Building block: sampling without arbitrary precision arithmetic

Suppose we want to sample a discrete random variable $X$ from a distribution with cdf $F$ (i.e., $F(x) = \Pr[X \le x]$). Then one approach is to sample $y$ uniformly at random from $[0,1]$, find $x$ such that $F(x-1) < y \le F(x)$, and output $x$. This requires arbitrary precision arithmetic.

Here is a variant that avoids the need for arbitrary precision arithmetic, at the cost of making the algorithm a Las Vegas algorithm (so the worst-case running time is unbounded but the expected running time is nicely bounded). Basically, we sample the bits of $y$ one at a time, and stop as soon as we know what answer the prior method would output. At the $b$th stage, we know the first $b$ bits of $y$, i.e., we know $\tilde{y}$ such that $y \in [y, y + 1/2^b)$ and $2^b \tilde{y}$ is an integer. Now, we find $x$ such that $F(x-1) < \tilde{y} \le F(x)$. If $F(x-1) < \tilde{y}$ and $\tilde{y} + 1/2^b \le F(x)$, then we output $x$ and stop. (In this case, we don't know what the exactly value of $y$ is, but we still know it satisfies $F(x-1)< y \le F(x)$, so $x$ is certainly the right answer.) Otherwise, we output nothing and continue, sampling the next bit of $y$.

What's the running time of this procedure? The expected time until termination is $O(\lg n)$, where $n$ is the number of different possible values of $X$. (Why? Because at the $b$th stage, at most $n$ out of the $2^b$ possible values for $\tilde{y}$ will cause us to continue on to the $b+1$th stage. In particular, once $b$ exceeds $\lg n$, each stage has at least a one-half probability of terminating.) So, this gives a Las Vegas algorithm to sample from $X$, with exactly the right distribution, and with $O(\lg n)$ expected bits sampled from the RNG.
- - - - -
Set task A: From the text on sampling without arbitrary precision arithmetic, list every letter used as the name of a variable, value, or function. Do not count the notation O and lg.

Dataset rows:
- - - - -
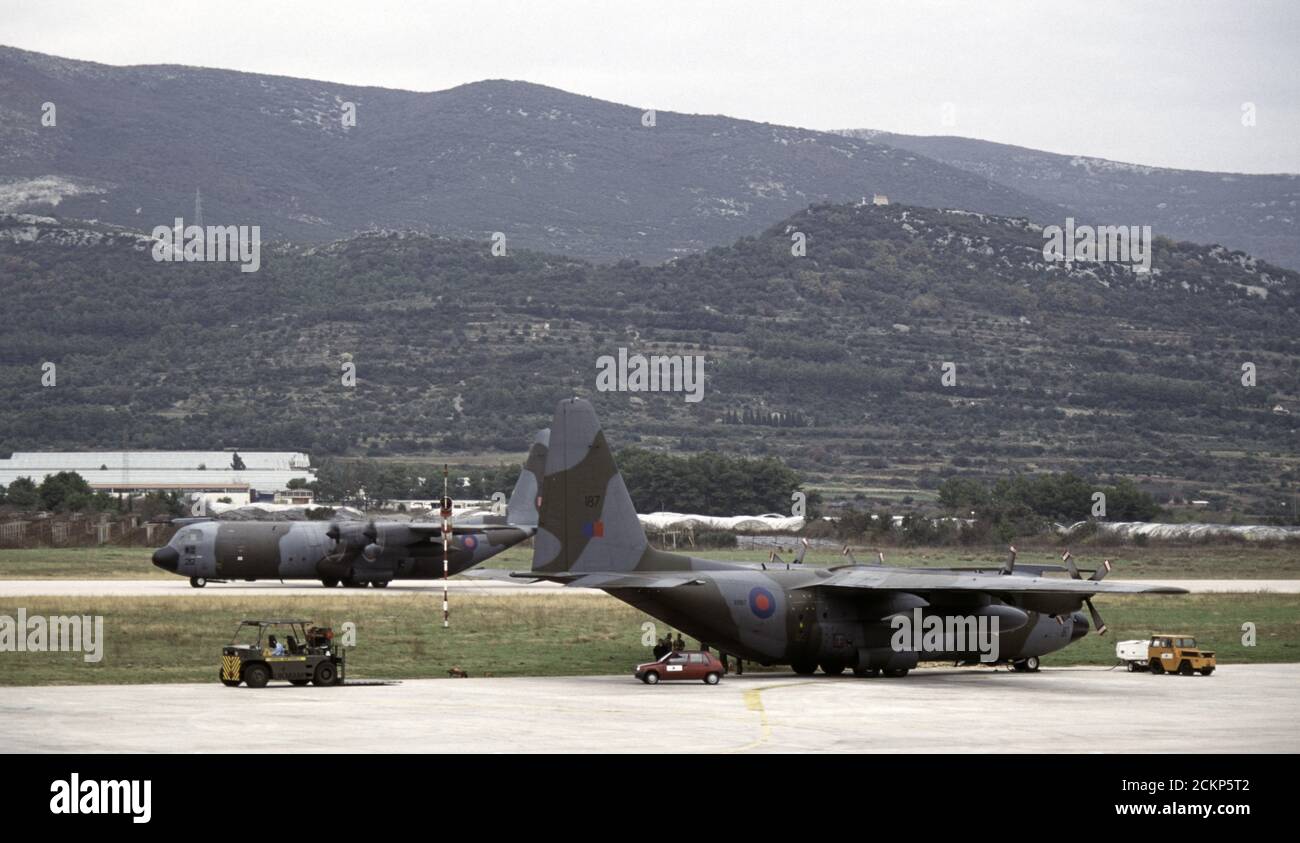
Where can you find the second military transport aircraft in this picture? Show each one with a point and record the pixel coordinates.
- - - - -
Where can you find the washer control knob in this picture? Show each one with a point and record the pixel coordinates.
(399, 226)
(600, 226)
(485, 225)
- - - - -
Set task B: Pick out each line of the records that contains the word "picture".

Task answer A: X, F, y, x, b, ỹ (y with a tilde), n

Task answer B:
Where can you find the second military transport aircraft in this picture? Show each one with a point and record the pixel coordinates.
Where can you find the washer control knob in this picture? Show each one with a point and record the pixel coordinates.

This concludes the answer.